-- Brief --
Write the data out again, exactly as given.

================

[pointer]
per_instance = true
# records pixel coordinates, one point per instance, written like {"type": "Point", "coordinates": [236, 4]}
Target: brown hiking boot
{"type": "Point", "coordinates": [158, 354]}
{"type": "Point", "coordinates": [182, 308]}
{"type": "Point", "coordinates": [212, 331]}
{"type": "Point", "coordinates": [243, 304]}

================

-- Complete output --
[pointer]
per_instance = true
# records pixel coordinates, one point per instance, written like {"type": "Point", "coordinates": [236, 4]}
Target: brown hiking boot
{"type": "Point", "coordinates": [158, 354]}
{"type": "Point", "coordinates": [182, 308]}
{"type": "Point", "coordinates": [212, 331]}
{"type": "Point", "coordinates": [243, 304]}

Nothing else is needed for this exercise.